### [Exercise aim]
Extract from the forum post about reading a Java string as a byte array the passage running from "Search code examples" up to and including "let say result[].".

Search code examples
javaarraysstringcompressionbyte

Java String read as a byte array


I have a string in the following format:

A|B|A_VERY_LONG_STRING_THAT_WILL_BE_COMPRESSED|C|D.

The above string will be parsed with pipe as a delimiter and stored in some array, let say result[].

result[0]=A;
result[1]=B;
result[2]=A_VERY_LONG_STRING_THAT_WILL_BE_COMPRESSED;
result[3]=C;
result[4]=D

Now the result[2] elements will be compressed using the following method:

public static byte[] compressUsingStream(String payload) {

        try (ByteArrayOutputStream byteArrayOutputStream = new ByteArrayOutputStream();
             GZIPOutputStream gzipOutputStream = new GZIPOutputStream(byteArrayOutputStream)) {

            gzipOutputStream.write(payload.getBytes("UTF-8"));

            gzipOutputStream.finish();
            gzipOutputStream.close();

            return byteArrayOutputStream.toByteArray();

        } catch (IOException e) {
            throw new RuntimeException(e);
        }
    }

So something like this:

byte[] compressedPayloadAsBytes = PayloadCompressionDecompression.compressUsingStream(result2);

Next I intend to convert the rest of the elements in the result[] array to byte as well and create another array:

byte[] finalArray = concatAll(result[0].getBytes(), 
"|".getBytes(), 
result[1].getBytes(), 
"|".getBytes(), 
compressedPayloadAsBytes, 
"|".getBytes(), 
result[3].getBytes(), 
"|".getBytes(), 
result[4].getBytes());

And then write the finalArray[] to a file:

Path path = Path.of(file);
Files.write(path, finalArray);

I want to read the same data from the file which I will do as follows:

byte[]  allBytesFromFile = Files.readAllBytes(path);
String recordWithCompressedPayload = new String(allBytesFromFile);

I separate the compressed payload as follows:

int payloadStart = StringUtils.ordinalIndexOf(recordWithCompressedPayload, "|", 2);
int payloadEnd = StringUtils.lastOrdinalIndexOf(recordWithCompressedPayload, "|", 2);

String compressedPayloadAsStr = recordWithCompressedPayload.substring(payloadStart+1, payloadEnd);

Now when I pass the compressedPayloadAsStr to a decompression method I get java.lang.RuntimeException: java.util.zip.ZipException: Not in GZIP format

My decompression method is as follows:

public static String deCompressUsingStream(byte[] compressedPayload) {

        try (GZIPInputStream gzipInputStream = new GZIPInputStream(new ByteArrayInputStream(compressedPayload))) {

            final StringWriter stringWriter = new StringWriter();
            IOUtils.copy(gzipInputStream, stringWriter, UTF_8);
            gzipInputStream.close();
            return stringWriter.toString();
        } catch (IOException e) {
            throw new RuntimeException(e);
        }
    }

Call to the above method is PayloadCompressionDecompression.deCompressUsingStream(compressedPayloadAsStr.getBytes())

### [Dataset extract]
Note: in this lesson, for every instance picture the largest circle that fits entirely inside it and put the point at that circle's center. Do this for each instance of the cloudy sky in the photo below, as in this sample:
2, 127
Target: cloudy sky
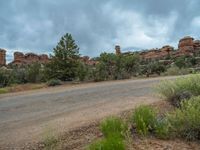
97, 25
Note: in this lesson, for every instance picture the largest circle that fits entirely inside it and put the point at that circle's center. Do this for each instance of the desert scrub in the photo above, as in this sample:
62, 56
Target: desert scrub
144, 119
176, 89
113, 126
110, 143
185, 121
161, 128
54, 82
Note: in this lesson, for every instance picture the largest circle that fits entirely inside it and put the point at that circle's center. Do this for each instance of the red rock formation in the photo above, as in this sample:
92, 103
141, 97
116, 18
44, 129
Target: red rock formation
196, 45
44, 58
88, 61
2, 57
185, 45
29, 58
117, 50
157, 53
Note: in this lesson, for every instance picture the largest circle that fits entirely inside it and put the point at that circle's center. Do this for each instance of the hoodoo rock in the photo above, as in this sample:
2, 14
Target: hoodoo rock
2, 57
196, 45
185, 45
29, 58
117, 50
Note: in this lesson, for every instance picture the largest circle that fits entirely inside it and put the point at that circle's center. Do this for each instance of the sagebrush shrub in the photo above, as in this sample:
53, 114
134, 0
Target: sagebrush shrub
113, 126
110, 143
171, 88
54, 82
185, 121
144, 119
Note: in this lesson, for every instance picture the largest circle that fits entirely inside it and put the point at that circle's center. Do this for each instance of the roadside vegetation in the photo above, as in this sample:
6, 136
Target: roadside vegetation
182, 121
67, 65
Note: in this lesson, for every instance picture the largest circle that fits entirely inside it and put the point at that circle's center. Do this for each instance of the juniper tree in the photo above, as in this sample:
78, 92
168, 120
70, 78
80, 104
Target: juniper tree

### [Solution]
Search code examples
javaarraysstringcompressionbyte

Java String read as a byte array


I have a string in the following format:

A|B|A_VERY_LONG_STRING_THAT_WILL_BE_COMPRESSED|C|D.

The above string will be parsed with pipe as a delimiter and stored in some array, let say result[].